• Stated goal 1:
From the court report, copy word for word the part that opens with the words containing "Mohammed Ayub, 55, his" and closes with "deny the charge.".
• Stated goal 2:
Answer these questions using the court report:
(a) At which court are the three defendants on trial?
(b) In what month and year did the firm receive a contract from the LAA for immigration work?
(c) What does the report say the company had no records of ever paying?

--- begin Given text ---

A SENIOR partner at a Bradford firm of solicitors and his brother formed a fictitious agency to claim almost £600,000 in interpreter’s legal fees, a jury has heard.

Mohammed Ayub, 55, his brother Mohammed Riaz, 48, and Chambers Solicitors employee Neil Frew, 48, are on trial at Sheffield Crown Court on a charge of conspiracy to defraud.

It is alleged that between September 2010 and October 2014 they conspired together to create a “sham company” – known as Legal Support Services (LSS) – to claim the money in expenses from the Legal Aid Agency (LAA), a government body that administers the legal aid system.

It is said they were involved in the claiming of disbursement payments for an agency for the provision of interpreters to Chambers Solicitors for Immigration and Asylum contract work, when in reality, no such agency existed or was used.

All three defendants deny the charge.

Prosecutor Simon Kealey told the court that Ayub, of Aireville Drive, Shipley, was principal solicitor, and Frew, of Hoyle Court Drive, Baildon, immigration manager and a partner at the firm, which received a contract from the LAA for immigration work in October 2010.

Disbursements, such as payment for interpreters, were not included in the fixed fees in the contract, and claimed as out-of-pocket expenses.

Mr Kealey said that almost £600,000 had been paid into LSS accounts over a four-year period, but the company had no records of ever paying any corporation tax, VAT, or utility bills.

--- end Given text ---
--- begin Information provided ---

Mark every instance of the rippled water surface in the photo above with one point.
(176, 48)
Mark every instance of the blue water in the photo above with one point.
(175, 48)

--- end Information provided ---

• Task answer 1:
Mohammed Ayub, 55, his brother Mohammed Riaz, 48, and Chambers Solicitors employee Neil Frew, 48, are on trial at Sheffield Crown Court on a charge of conspiracy to defraud.

It is alleged that between September 2010 and October 2014 they conspired together to create a “sham company” – known as Legal Support Services (LSS) – to claim the money in expenses from the Legal Aid Agency (LAA), a government body that administers the legal aid system.

It is said they were involved in the claiming of disbursement payments for an agency for the provision of interpreters to Chambers Solicitors for Immigration and Asylum contract work, when in reality, no such agency existed or was used.

All three defendants deny the charge.

• Task answer 2:
(a) Sheffield Crown Court
(b) October 2010
(c) Corporation tax, VAT, or utility bills